■ **Selected extract**:
Here I am using the Posix-standard env command to avoid the use of the printf builtin, but if you happen to know where printf is you could do this directly by using the complete, path, such as

/usr/bin/printf '\u2388\n'

If both your external printf and your shell's builtin printf only implement the Posix standard, you need to work harder. One possibility is to use iconv to translate to UTF-8, but while the Posix standard requires that there be an iconv command, it does not in any way prescribe the way standard encodings are named. I think the following will work on most Posix-compatible platforms, but the number of subshells created might be sufficient to make it less efficient than a "heavy" script interpreter:

printf $(printf '\\%o' $(printf %08x 0x2388 | sed 's/../0x& /g')) |
iconv -f UTF-32BE -t UTF-8

The above uses the printf builtin to force the hexadecimal codepoint value to be 8 hex digits long, then sed to rewrite them as 4 hex constants, then printf again to change the hex constants into octal notation and finally another printf to interpret the octal character constants into a four-byte sequence which can be fed into iconv as big-endian UTF-32. (It would be simpler with a printf which recognizes \x escape codes, but Posix doesn't require that and dash doesn't implement it.)

■ **Exercise 1**: Decide whether each statement agrees with the passage on printing Unicode characters with printf. Answer yes or no, and quote the words that decide it. (a) The Posix standard specifies how standard encodings are named. (b) The Posix standard requires that an iconv command exist. (c) dash implements \x escape codes in printf.
■ **Exercise 2**: Translate this sentence from the passage on printing Unicode characters with printf into French: "If both your external printf and your shell's builtin printf only implement the Posix standard, you need to work harder."
■ **Exercise 3**: Set down, word for word, the stretch of the passage on printing Unicode characters with printf from "The above uses" through "doesn't implement it.)".

■ **Data segment**:
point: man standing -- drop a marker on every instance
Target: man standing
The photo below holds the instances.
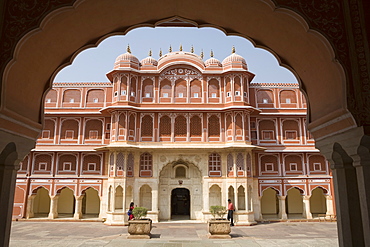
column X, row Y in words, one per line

■ **Finished answer 1**:
(a) No: "it does not in any way prescribe the way standard encodings are named"
(b) Yes: "the Posix standard requires that there be an iconv command"
(c) No: "dash doesn't implement it"

■ **Finished answer 2**: Si le printf externe et le printf intégré de votre shell n'implémentent tous deux que la norme Posix, vous devez vous donner davantage de mal.

■ **Finished answer 3**:
The above uses the printf builtin to force the hexadecimal codepoint value to be 8 hex digits long, then sed to rewrite them as 4 hex constants, then printf again to change the hex constants into octal notation and finally another printf to interpret the octal character constants into a four-byte sequence which can be fed into iconv as big-endian UTF-32. (It would be simpler with a printf which recognizes \x escape codes, but Posix doesn't require that and dash doesn't implement it.)